Task to carry out.
Begin at the line that has "need box >> metal crowd barrier" and stop after the line that has "[4,0,561,323]". Rewrite every line in that span, leaving lines without bounding-box coordinates unchanged, and multiply each coordinate by 2.3, rounding to whole numbers with halves going up.

======== Input records ========

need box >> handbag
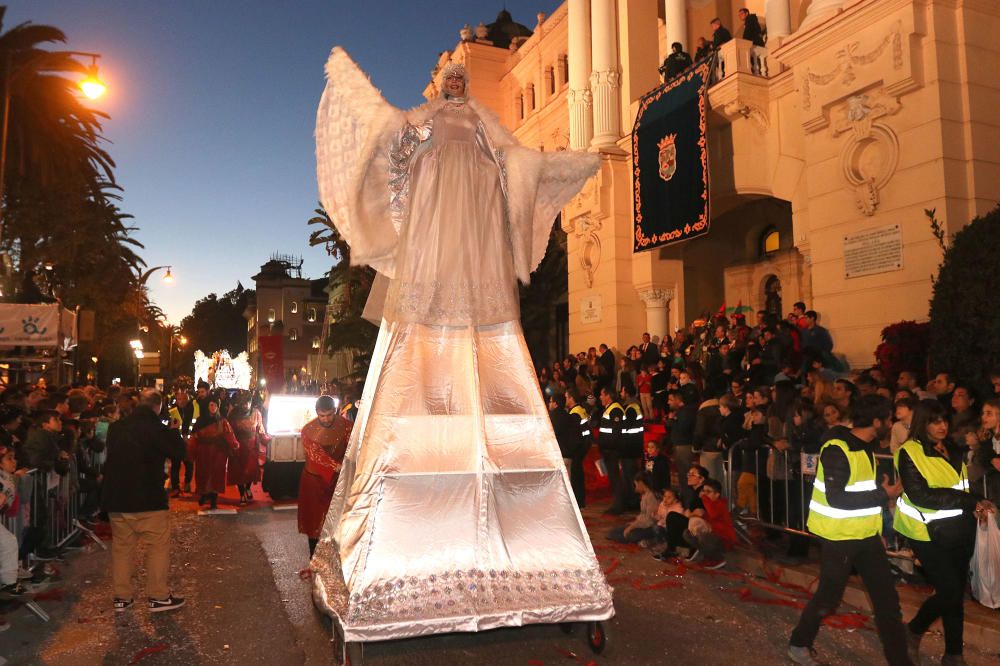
[969,513,1000,608]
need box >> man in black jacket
[739,7,764,46]
[710,18,733,51]
[102,391,184,613]
[788,395,913,666]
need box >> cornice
[770,0,920,67]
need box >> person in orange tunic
[296,395,351,558]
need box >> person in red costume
[299,395,351,558]
[188,397,240,511]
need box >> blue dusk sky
[5,0,561,324]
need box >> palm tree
[0,6,114,200]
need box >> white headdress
[437,62,469,95]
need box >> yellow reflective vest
[892,439,969,541]
[569,405,590,444]
[806,439,882,541]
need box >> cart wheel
[587,622,608,654]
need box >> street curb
[727,548,1000,654]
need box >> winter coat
[101,405,184,513]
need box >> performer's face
[316,409,337,428]
[444,74,465,97]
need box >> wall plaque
[580,294,602,324]
[844,224,903,279]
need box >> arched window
[760,227,781,257]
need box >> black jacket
[712,25,733,50]
[820,426,889,509]
[549,407,582,458]
[101,405,184,513]
[743,14,764,46]
[898,442,982,542]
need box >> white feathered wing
[316,46,403,276]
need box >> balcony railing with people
[712,39,771,83]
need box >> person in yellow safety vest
[893,400,996,664]
[788,395,912,666]
[621,383,646,511]
[566,389,594,509]
[597,385,636,516]
[168,386,201,497]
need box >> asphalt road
[0,490,997,666]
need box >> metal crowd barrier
[0,470,39,544]
[723,446,896,540]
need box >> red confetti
[34,587,63,601]
[129,643,170,664]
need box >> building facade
[424,0,1000,367]
[244,255,327,390]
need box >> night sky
[4,0,561,323]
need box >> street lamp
[139,266,174,285]
[79,53,108,99]
[0,50,107,244]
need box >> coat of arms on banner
[656,134,677,180]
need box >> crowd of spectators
[658,7,767,82]
[538,303,1000,572]
[0,380,357,631]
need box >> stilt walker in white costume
[312,47,614,660]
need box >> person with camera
[102,391,184,613]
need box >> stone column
[639,287,674,340]
[799,0,844,30]
[567,0,594,150]
[590,0,621,148]
[764,0,792,43]
[663,0,688,55]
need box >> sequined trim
[386,280,519,325]
[313,544,612,626]
[389,121,432,232]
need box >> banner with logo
[257,335,285,393]
[0,303,76,349]
[632,62,711,252]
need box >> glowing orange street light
[80,65,108,99]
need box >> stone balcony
[708,39,780,127]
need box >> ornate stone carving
[639,287,674,308]
[799,21,903,111]
[831,90,900,215]
[831,89,900,139]
[722,99,771,130]
[563,213,603,288]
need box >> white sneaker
[788,645,821,666]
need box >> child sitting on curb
[684,479,736,569]
[607,471,660,543]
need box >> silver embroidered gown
[312,49,614,641]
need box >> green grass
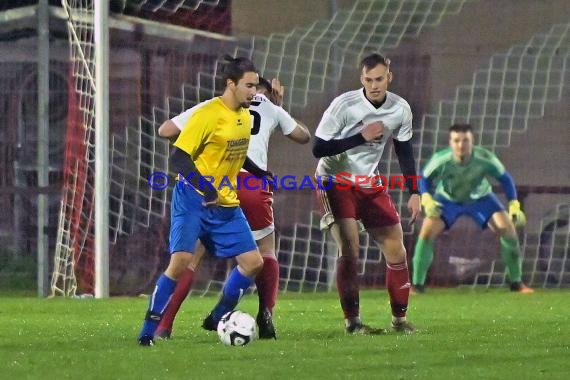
[0,289,570,380]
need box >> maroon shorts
[237,172,275,240]
[318,186,400,228]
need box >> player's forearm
[313,133,366,158]
[242,157,271,178]
[169,147,216,198]
[497,172,517,201]
[287,119,311,144]
[394,140,420,194]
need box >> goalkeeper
[412,124,533,293]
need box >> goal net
[52,0,570,295]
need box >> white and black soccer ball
[218,310,257,346]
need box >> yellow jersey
[174,97,252,207]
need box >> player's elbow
[313,138,326,158]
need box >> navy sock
[139,273,176,337]
[212,267,253,321]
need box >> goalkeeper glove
[509,199,526,226]
[421,193,441,218]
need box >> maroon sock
[255,254,279,314]
[336,256,360,319]
[156,268,194,331]
[386,261,410,317]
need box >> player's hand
[360,121,384,142]
[202,189,219,207]
[422,193,441,218]
[509,199,526,227]
[408,194,421,226]
[271,78,285,107]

========

Answer for the task.
need box >> metal crowd barrier
[0,1081,90,1251]
[1663,1026,2061,1242]
need box >> red confetti
[78,1350,145,1382]
[297,1479,391,1527]
need box >> building facade
[975,0,2300,844]
[561,587,752,897]
need box >> night sky
[9,0,1290,743]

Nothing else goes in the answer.